--- Assignment ---
Please report every line of the material below that contains the word "positive". Case counts, so only lines with matching capitalization qualify.

[Stored records]
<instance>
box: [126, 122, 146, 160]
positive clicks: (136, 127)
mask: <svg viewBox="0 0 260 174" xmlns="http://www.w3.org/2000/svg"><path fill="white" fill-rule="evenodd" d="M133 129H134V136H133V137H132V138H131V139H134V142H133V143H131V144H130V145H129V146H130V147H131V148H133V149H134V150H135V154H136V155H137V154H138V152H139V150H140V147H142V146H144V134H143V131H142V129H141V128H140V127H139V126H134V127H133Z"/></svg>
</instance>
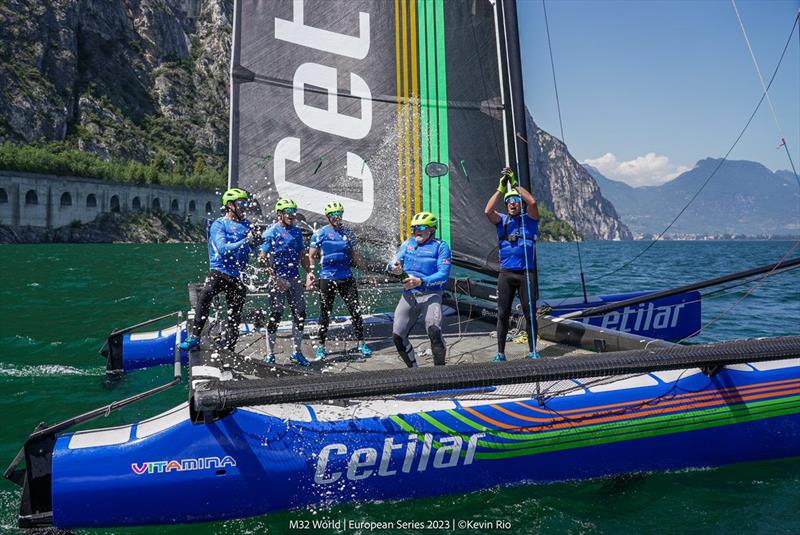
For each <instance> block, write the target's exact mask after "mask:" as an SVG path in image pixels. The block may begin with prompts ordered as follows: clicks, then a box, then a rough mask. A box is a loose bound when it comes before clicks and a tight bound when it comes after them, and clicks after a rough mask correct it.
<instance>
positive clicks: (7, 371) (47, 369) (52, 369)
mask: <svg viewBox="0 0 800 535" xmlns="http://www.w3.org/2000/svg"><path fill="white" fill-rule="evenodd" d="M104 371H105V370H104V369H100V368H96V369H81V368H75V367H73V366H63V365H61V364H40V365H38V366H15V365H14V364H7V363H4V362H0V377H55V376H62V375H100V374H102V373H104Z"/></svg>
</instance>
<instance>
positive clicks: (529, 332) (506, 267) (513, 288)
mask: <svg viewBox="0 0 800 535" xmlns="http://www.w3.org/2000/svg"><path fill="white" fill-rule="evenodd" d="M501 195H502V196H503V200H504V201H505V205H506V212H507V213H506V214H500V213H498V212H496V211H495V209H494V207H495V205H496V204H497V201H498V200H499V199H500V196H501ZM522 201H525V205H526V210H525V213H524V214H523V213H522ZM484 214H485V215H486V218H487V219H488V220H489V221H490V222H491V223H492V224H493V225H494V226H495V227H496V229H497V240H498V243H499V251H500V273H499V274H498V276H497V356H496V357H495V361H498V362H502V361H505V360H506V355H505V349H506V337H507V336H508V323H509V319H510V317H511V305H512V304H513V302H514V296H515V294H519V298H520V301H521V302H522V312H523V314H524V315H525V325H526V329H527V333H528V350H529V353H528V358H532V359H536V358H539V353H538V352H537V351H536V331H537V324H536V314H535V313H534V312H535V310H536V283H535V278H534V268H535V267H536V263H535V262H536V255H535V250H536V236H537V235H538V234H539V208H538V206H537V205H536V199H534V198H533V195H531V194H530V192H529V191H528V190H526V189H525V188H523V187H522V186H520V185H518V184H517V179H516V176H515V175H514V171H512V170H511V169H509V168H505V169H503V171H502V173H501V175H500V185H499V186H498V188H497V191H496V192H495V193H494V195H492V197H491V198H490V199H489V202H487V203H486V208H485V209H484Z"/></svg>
* * *
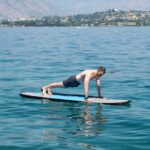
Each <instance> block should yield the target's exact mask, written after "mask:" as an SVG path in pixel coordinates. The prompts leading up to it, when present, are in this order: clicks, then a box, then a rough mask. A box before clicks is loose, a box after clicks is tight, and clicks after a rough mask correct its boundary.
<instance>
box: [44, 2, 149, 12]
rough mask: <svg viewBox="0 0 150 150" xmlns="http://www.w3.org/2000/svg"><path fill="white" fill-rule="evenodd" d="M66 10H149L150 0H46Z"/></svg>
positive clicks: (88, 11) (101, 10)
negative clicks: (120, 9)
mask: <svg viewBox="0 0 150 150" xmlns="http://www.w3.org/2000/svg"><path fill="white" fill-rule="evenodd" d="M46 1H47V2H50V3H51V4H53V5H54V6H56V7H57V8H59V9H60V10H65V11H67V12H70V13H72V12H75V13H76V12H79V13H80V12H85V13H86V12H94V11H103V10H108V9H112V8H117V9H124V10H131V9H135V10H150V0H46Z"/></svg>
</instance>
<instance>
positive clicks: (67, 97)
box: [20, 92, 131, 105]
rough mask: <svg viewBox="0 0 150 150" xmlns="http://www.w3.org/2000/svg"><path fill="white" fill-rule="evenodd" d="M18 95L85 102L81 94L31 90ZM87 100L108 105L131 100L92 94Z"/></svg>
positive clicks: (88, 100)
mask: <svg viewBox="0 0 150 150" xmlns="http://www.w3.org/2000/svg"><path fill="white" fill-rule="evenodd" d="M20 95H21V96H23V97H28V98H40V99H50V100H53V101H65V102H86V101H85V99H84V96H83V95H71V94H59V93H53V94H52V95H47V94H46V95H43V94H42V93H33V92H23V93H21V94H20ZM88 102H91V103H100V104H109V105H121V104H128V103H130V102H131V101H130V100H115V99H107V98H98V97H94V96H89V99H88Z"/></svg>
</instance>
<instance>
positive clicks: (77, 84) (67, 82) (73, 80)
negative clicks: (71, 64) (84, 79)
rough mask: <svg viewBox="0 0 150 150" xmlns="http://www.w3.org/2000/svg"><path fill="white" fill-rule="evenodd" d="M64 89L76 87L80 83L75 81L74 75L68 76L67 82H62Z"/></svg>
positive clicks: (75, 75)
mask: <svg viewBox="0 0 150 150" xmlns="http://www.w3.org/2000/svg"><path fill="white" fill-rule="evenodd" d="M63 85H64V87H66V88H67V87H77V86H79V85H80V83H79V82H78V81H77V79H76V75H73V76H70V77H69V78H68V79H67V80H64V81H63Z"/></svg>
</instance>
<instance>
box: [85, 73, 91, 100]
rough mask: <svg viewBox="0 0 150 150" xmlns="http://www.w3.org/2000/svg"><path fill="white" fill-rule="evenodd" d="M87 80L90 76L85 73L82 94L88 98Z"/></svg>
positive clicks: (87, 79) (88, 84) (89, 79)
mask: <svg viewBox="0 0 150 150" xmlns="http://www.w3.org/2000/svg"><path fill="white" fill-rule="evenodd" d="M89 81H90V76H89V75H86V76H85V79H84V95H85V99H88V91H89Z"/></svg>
* * *
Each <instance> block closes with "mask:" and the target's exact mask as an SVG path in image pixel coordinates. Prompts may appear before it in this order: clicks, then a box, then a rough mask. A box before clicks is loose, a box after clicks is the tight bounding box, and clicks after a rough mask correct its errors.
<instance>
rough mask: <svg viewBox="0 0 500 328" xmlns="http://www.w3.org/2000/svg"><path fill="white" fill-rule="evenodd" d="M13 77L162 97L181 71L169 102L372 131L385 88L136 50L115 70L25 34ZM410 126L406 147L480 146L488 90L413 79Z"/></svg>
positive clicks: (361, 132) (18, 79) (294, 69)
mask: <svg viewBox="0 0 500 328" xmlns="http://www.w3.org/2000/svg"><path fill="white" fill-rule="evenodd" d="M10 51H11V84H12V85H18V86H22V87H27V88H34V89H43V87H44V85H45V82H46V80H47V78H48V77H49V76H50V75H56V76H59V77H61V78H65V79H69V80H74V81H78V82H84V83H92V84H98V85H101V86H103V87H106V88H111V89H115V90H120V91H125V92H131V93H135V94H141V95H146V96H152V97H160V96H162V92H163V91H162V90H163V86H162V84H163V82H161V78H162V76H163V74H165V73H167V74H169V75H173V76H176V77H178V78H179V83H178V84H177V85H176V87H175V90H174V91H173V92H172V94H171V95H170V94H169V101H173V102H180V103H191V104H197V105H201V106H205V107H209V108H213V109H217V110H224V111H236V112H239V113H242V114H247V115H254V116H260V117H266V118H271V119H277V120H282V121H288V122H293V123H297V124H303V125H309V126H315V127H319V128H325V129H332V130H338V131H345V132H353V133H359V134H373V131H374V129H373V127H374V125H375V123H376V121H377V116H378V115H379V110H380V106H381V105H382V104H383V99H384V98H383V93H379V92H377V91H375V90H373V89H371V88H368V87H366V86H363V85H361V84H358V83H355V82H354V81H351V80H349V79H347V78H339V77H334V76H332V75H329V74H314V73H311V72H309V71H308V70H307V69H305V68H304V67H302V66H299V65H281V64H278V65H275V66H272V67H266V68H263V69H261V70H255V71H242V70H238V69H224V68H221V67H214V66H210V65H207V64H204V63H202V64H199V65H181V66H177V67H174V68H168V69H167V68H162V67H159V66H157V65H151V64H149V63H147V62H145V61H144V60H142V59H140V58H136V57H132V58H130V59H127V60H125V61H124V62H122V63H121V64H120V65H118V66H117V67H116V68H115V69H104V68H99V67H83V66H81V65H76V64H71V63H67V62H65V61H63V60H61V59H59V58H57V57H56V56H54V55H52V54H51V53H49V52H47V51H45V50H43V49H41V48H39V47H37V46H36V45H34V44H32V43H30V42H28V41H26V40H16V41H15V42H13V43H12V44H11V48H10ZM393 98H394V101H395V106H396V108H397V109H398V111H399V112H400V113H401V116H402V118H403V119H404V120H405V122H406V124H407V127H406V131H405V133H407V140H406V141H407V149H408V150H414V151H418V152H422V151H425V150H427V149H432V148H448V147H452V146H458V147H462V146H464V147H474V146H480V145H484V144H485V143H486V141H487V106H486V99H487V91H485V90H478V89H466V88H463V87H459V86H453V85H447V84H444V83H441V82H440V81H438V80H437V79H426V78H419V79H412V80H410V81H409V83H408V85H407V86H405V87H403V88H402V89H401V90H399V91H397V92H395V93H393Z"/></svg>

--- Task solution ---
positive clicks: (136, 127)
positive clicks: (7, 371) (47, 369) (52, 369)
positive clicks: (529, 332) (506, 267) (513, 288)
positive clicks: (88, 11) (101, 10)
positive clicks: (67, 97)
positive clicks: (88, 100)
positive clicks: (77, 84) (67, 82) (73, 80)
positive clicks: (75, 75)
positive clicks: (87, 79) (88, 84) (89, 79)
positive clicks: (361, 132) (18, 79) (294, 69)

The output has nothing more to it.